Excerpted passage:
The consent decree, which came in March 2010, was proceeded by a viral contamination in one of its bioreactors that caused the company to close down the facility and spend over 150,000 people hours to decontaminate and restart production.
“We tore it apart and we decontaminated the plant and that process took about seven or eight weeks,” Christopher Murphy, VP of manufacturing at Genzyme, told attendees at BIO’s annual conference in San Diego.
Since the consent decree was issued, the company had to bring on third-party quality vendor Quantic in order to review its quality systems, as well as each and every batch record, deviation and change order, Murphy said.
Quantic found over 500 gaps in the baseline audit, including a number of standard gaps that had to be updated. However, the FDA allowed the company to continue manufacturing Cerezyme, a treatment for the rare Gaucher disease, at the Allston plant because of a potential shortage.
“This was a plant that many of the people were working there for 10-15 years – morale was definitely low, but the people in the plant were the ones that kept it together,” Murphy said, referring to when they found out about the contamination. “It was like changing the tire of a car going 60 miles per hour,” he added.
Work plan
Murphy told BioPharma-Reporter.com that since the decree was issued, the FDA has not revisited the site but Quantic has provided an updated report on the site for the agency every quarter. He added that Australia’s TGA (Therapeutic Goods Association) and UK’s MHRA (Medicines and Healthcare products Regulatory Agency) have both inspected the site since the decree was issued.
The work plan initiated under the consent decree ends in March of 2016, though the company “is not out of it” then, as it’s still required to go through a certification process, FDA inspection and surveillance process by a third-party for another five years before requesting out of the consent decree.

Requirement 1:
From the article on Genzyme's consent decree, extract everything from "The consent decree, which" down to "order, Murphy said.".
Requirement 2:
Do these statements agree with the article on Genzyme's consent decree? Answer yes or no for each, quoting the article's deciding words. (a) Quantic's baseline audit turned up more than 500 gaps. (b) The FDA has revisited the Allston site since the decree was issued. (c) The work plan under the consent decree ends in March of 2016.
Requirement 3:
Carry on the article about Genzyme's consent decree from the point where it stops.

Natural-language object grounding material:

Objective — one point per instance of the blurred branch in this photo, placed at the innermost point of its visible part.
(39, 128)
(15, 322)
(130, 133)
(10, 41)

Task result 1:
The consent decree, which came in March 2010, was proceeded by a viral contamination in one of its bioreactors that caused the company to close down the facility and spend over 150,000 people hours to decontaminate and restart production.
“We tore it apart and we decontaminated the plant and that process took about seven or eight weeks,” Christopher Murphy, VP of manufacturing at Genzyme, told attendees at BIO’s annual conference in San Diego.
Since the consent decree was issued, the company had to bring on third-party quality vendor Quantic in order to review its quality systems, as well as each and every batch record, deviation and change order, Murphy said.

Task result 2:
(a) Yes: "Quantic found over 500 gaps in the baseline audit"
(b) No: "the FDA has not revisited the site"
(c) Yes: "The work plan initiated under the consent decree ends in March of 2016"

Task result 3:
Until then, the company will continue its remediation efforts, run the plant at contamination with 100% batch certification and contract out some of the Cerezyme work to CMOs (contract manufacturing organizations), Murphy said.
He noted that the company never confirmed the root cause of the contamination, but it likely came from an outside material. “We’ve put in a number of things to prevent [future contamination] and so far it’s been working,” he added.
“The FDA said the contamination was the final straw,” Murphy said, noting that the company’s responses were inadequate to the warning letters, a six-week inspection by US regulators and significant Form 483.
More than 8000 documents were changed, added or revised since April 2011 at the plant, which is also when Sanofi bought the company.
More recently, the company also has strengthened its production of another rare disease treatment – Fabrazyme – with an $80m downstream plant.
“By simplifying the Allston operation to focus on one product, it becomes a bit more manageable,” Murphy said.